====== MATERIAL SUPPLIED ======

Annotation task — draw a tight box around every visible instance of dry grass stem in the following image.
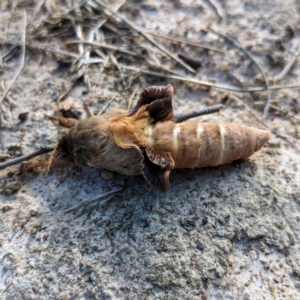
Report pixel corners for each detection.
[210,28,271,119]
[0,10,27,103]
[147,32,225,53]
[89,0,195,73]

======

### WHAT YOU NEED TO DO
Rewrite the listing with "dry grass stem" switched to "withered grass stalk", keeping everything else the same and leaving out the picture.

### COMPLETED TASK
Annotation task — draw a tight box around every visible instance of withered grass stalk in the following image.
Report pixel corners for each detection.
[210,28,271,119]
[0,10,27,103]
[147,32,225,53]
[89,0,195,73]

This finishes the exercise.